Activity.
An exact copy of every entry is the required answer.

Given data START

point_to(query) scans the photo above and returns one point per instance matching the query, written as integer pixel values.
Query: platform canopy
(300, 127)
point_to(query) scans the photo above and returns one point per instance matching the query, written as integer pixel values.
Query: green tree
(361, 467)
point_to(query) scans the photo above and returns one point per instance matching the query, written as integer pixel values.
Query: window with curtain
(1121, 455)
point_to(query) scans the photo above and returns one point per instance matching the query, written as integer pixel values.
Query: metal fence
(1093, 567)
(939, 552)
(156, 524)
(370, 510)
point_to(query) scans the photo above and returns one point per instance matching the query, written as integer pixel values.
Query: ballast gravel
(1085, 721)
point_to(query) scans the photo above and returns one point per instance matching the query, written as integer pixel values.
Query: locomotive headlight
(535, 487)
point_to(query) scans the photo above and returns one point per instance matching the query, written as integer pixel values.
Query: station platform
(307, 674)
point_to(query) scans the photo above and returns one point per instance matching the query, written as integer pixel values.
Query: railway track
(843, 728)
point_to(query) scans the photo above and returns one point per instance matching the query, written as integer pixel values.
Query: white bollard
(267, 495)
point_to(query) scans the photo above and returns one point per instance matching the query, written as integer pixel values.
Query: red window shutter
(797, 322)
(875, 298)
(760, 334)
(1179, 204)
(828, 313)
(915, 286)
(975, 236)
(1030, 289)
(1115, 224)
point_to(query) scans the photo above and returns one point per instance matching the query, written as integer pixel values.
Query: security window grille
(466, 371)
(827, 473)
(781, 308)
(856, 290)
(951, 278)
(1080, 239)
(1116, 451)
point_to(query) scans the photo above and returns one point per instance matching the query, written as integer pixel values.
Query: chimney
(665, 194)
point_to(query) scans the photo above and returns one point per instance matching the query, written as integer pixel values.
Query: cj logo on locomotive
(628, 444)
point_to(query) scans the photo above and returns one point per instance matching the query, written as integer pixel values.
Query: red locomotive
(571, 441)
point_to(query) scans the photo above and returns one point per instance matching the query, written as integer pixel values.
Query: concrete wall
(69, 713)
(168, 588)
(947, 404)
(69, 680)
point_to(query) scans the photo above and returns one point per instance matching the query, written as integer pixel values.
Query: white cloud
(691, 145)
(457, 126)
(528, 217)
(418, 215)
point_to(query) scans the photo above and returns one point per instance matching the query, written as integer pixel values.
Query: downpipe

Given data END

Solution to the problem.
point_to(query) scans the photo above and returns one point per instance matching the query, written as integer pixel values.
Query: platform canopy
(300, 127)
point_to(query) scans the photo above and returns one point per instance matching the query, written as integer pixel values.
Query: green tree
(361, 467)
point_to(query) scans the photo above and returns one point per instance matching the query, written as integer pixel values.
Query: window with curtain
(1121, 455)
point_to(query) scans the photo above and returns one point per instance matching the query, written as integer pixel values.
Query: metal fence
(1093, 567)
(939, 552)
(156, 524)
(370, 510)
point_to(query) scans the photo above and returns one point per instance matching the query, written as integer pixel values.
Query: ballast gravel
(1085, 721)
point_to(query) scans the photo above and returns one point per instance matching the query, written as integer pixel values.
Query: locomotive headlight
(535, 487)
point_to(query) scans the photo above and returns one point per instance matching the query, written as integer pixel values.
Query: station platform
(307, 674)
point_to(query) scans the photo above and returns one point per instance matching the query, written as integer pixel values.
Query: railway track
(843, 728)
point_to(query) scans the photo above and returns one point per instance matching the query, written as integer pixel values.
Query: white bollard
(267, 495)
point_to(query) scans the photo above and returns one point per instance matching the query, written as integer pixel values.
Query: red window shutter
(797, 322)
(875, 298)
(760, 334)
(1179, 204)
(828, 313)
(915, 286)
(975, 236)
(1030, 289)
(1115, 224)
point_to(query) scans the photo above and returns one point per instance matching the query, written as integer pixel values.
Query: security window grille
(466, 371)
(827, 473)
(781, 308)
(856, 290)
(951, 278)
(1080, 239)
(1116, 451)
point_to(query) scans the photo above and returns one point per instance matching the query, written as integer pixel values.
Query: chimney
(665, 194)
point_to(query) scans the photo above and returns one point per instance matching the query, written as integer pixel values.
Query: cj logo on locomotive
(628, 444)
point_to(query) scans the photo above and returns one point per instance matching the query, written as integer pixel values.
Query: red locomotive
(571, 441)
point_to(query) scans the photo above and returns one point per instance matching the query, written as integer pixel values.
Query: concrete wall
(69, 713)
(168, 588)
(947, 404)
(69, 680)
point_to(query) scans the photo above and returns one point per instance matching the query, written as integer pixel values.
Query: white cloud
(691, 145)
(457, 126)
(528, 217)
(418, 215)
point_to(query) scans the photo above and returns one point per instance matching the query, written as integer pixel values.
Query: downpipe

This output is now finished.